> _WORK REQUIRED_
Copy each of the rows below word for word, keeping every line unchanged.

____________________

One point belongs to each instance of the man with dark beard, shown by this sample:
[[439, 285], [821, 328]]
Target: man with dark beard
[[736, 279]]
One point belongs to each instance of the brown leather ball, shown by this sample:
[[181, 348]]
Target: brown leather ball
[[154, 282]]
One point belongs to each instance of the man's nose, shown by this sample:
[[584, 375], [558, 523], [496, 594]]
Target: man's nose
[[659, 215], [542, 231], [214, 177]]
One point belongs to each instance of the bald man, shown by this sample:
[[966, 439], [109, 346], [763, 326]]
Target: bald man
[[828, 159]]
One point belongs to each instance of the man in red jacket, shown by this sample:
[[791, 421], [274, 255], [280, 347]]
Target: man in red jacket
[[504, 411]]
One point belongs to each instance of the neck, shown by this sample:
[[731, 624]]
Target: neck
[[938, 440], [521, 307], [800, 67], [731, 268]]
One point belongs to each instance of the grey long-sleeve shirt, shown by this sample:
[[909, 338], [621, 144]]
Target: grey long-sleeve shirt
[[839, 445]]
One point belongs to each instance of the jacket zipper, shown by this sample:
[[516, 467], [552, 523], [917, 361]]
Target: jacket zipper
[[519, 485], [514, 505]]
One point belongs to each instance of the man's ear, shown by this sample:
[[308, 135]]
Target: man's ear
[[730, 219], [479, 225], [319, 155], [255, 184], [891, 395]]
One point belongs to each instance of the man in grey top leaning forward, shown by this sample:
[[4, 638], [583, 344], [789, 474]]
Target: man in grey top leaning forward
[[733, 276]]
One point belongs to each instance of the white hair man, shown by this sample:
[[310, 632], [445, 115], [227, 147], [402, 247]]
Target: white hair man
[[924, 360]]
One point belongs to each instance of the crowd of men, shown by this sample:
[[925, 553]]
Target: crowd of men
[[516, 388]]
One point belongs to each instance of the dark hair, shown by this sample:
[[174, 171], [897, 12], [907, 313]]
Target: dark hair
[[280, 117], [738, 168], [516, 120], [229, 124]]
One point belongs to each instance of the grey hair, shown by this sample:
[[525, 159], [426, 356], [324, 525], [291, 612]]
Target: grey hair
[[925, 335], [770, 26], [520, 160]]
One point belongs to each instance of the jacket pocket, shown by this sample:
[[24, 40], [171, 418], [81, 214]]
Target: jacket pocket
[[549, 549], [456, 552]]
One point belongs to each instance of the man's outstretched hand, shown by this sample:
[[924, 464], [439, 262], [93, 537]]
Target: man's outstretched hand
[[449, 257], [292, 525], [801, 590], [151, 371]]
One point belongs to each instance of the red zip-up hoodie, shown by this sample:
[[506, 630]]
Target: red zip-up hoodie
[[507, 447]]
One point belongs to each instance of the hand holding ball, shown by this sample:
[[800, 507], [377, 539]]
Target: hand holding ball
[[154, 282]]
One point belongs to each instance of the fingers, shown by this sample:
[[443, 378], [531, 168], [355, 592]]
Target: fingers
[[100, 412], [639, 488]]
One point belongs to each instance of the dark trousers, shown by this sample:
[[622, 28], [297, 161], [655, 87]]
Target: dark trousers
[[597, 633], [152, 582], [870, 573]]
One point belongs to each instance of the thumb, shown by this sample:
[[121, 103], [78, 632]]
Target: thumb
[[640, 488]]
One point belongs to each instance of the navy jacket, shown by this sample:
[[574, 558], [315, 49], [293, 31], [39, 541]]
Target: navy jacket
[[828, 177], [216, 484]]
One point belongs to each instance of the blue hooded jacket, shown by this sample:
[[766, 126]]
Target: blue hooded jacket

____________________

> _ANSWER TO THE PROBLEM_
One point belongs to each instance of the man with dark beard, shown by this sample:
[[439, 285], [821, 328]]
Target: man with dark beard
[[736, 279]]
One point belongs to each instance of the brown leather ball, shown by this sample:
[[181, 348]]
Target: brown leather ball
[[154, 282]]
One point belongs to each instance of the man's nose, shown by this sample:
[[584, 375], [558, 523], [496, 594]]
Target: man's nose
[[659, 215], [542, 231], [214, 177]]
One point belongs to each instance of the bald man, shown by this sample:
[[966, 439], [109, 346], [763, 326]]
Target: bald man
[[828, 159]]
One point belongs to each instance of the man in red jacket, shown by this sample:
[[791, 421], [274, 255], [280, 347]]
Target: man in red jacket
[[504, 411]]
One point belongs to each instance of the neck, shown by this sample:
[[731, 624]]
Target: neck
[[938, 440], [521, 307], [800, 67], [731, 268]]
One point belongs to each instance of the grey long-sleeve shirt, shown by this sample:
[[909, 338], [621, 144]]
Target: grey long-sleeve shirt
[[839, 445]]
One point belongs to each instance of the jacket zipper, shown by this sample:
[[516, 467], [552, 523], [917, 361]]
Target: jacket zipper
[[519, 485], [514, 505]]
One point belongs to each instance of the man's ear, shown by this sample:
[[308, 135]]
Target: man's ear
[[730, 219], [479, 225], [319, 155], [255, 184], [891, 395]]
One point belongs to each instance of the man in grey top leaning forward, shown by this sample:
[[4, 638], [583, 344], [789, 474]]
Target: man in grey top leaning forward
[[733, 276]]
One point belongs to each instance of the white hair man, shown by this sample:
[[310, 632], [445, 115], [227, 147], [402, 247]]
Target: white hair man
[[924, 360]]
One point belongs to each instance of the crowd of men, shown by this sample:
[[925, 553]]
Target: crowd of men
[[516, 388]]
One point belongs to each instance of the dark hair, shown by this sample:
[[174, 171], [897, 12], [907, 313]]
Target: dark hair
[[280, 117], [738, 168], [516, 120], [229, 124]]
One point belongs to each instance of the grey hair, shown by this sample:
[[525, 159], [426, 356], [324, 525], [291, 612]]
Target: grey hair
[[925, 335], [770, 26], [520, 160]]
One point belongs to each instance of the jacket pocket, shown by this sample:
[[24, 40], [171, 418], [81, 214]]
Target: jacket pocket
[[549, 549], [456, 552]]
One point belongs to each instance of the man's outstretched hand, shown by this sample:
[[924, 464], [439, 262], [93, 537]]
Target: man's outstretched hand
[[449, 257], [292, 525], [801, 590], [151, 371]]
One point belongs to each instance of the red zip-up hoodie, shown by this sample:
[[506, 630]]
Target: red zip-up hoodie
[[507, 447]]
One point belongs to each instance of the hand holding ball, shown by this sample:
[[800, 507], [377, 539]]
Target: hand holding ball
[[154, 282]]
One point belongs to each instance of the fingers, shown by this sample:
[[443, 378], [531, 168], [355, 592]]
Target: fingers
[[100, 412], [639, 488]]
One point belongs to each instance of the dark trousers, shown by this sample:
[[622, 28], [297, 161], [655, 87]]
Target: dark trousers
[[597, 633], [152, 582], [870, 573]]
One point belongs to each instance of the thumb, shown by this sample:
[[121, 103], [78, 632]]
Target: thumb
[[640, 488]]
One point belongs to each instance of the navy jacket, shown by this sample:
[[574, 558], [315, 49], [293, 31], [39, 541]]
Target: navy jacket
[[828, 177], [216, 484]]
One point belongs to each instance of the blue hooded jacket, shown by this sample:
[[766, 126]]
Target: blue hooded jacket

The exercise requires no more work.